- EXTRAIT DE PAGE

'''

C’est cette boucle itérative – un joli cas d’école – qu’a vécu le FabLab de La Station, à parti du 16 mars dernier. Retour sur une séquence qui en appelle d’autres. On l’espère.
#1 – L’analyse
A l’origine, une décision sur le champ d’action : quel produit utile à court terme et à coup sûr, peut-on fabriquer en totalité, dans des délais et à des conditions de coûts raisonnables au FabLab de La Station ? Plusieurs choix possibles à partir des travaux de makers français et italiens : masques, visières, valves de respirateurs, poignées de porte… La priorité est donnée aux visières. Rapidement, sont contactés des hôpitaux et cliniques de la région pour valider le besoin et l’option technique retenue.
#2 – Le prototypage
Un prototype doit être réalisé avec les moyens du bord. L’équipe se met en recherche de matières premières : feuille plastiques et élastiques (merci à Marie-Jo qui a ouvert son grenier et ses caisses de matières premières stockées là en attendant un usage improbable).

'''

- MARCHE À SUIVRE
Recopiez mot pour mot, s'il vous plaît, tout le passage de l'extrait de page qui va de « C’est cette boucle » jusqu'à « l’option technique retenue. ».

- LIGNES FOURNIES

'''

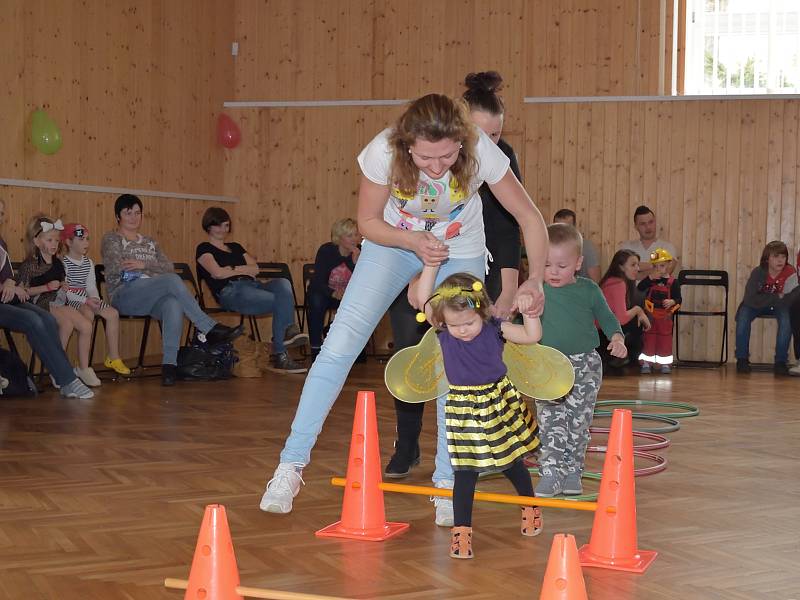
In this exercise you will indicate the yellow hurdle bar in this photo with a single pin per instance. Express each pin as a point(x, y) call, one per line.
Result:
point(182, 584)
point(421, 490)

'''
'''

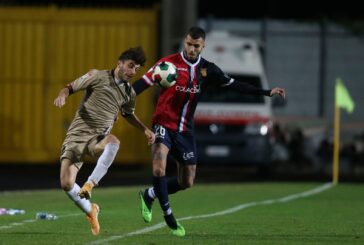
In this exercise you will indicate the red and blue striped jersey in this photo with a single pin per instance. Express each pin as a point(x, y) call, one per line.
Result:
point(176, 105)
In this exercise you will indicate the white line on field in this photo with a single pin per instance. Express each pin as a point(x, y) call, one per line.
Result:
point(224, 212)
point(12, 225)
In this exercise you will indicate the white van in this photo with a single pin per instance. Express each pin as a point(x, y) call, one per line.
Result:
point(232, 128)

'''

- EXERCICE CORRIGÉ
C’est cette boucle itérative – un joli cas d’école – qu’a vécu le FabLab de La Station, à parti du 16 mars dernier. Retour sur une séquence qui en appelle d’autres. On l’espère.
#1 – L’analyse
A l’origine, une décision sur le champ d’action : quel produit utile à court terme et à coup sûr, peut-on fabriquer en totalité, dans des délais et à des conditions de coûts raisonnables au FabLab de La Station ? Plusieurs choix possibles à partir des travaux de makers français et italiens : masques, visières, valves de respirateurs, poignées de porte… La priorité est donnée aux visières. Rapidement, sont contactés des hôpitaux et cliniques de la région pour valider le besoin et l’option technique retenue.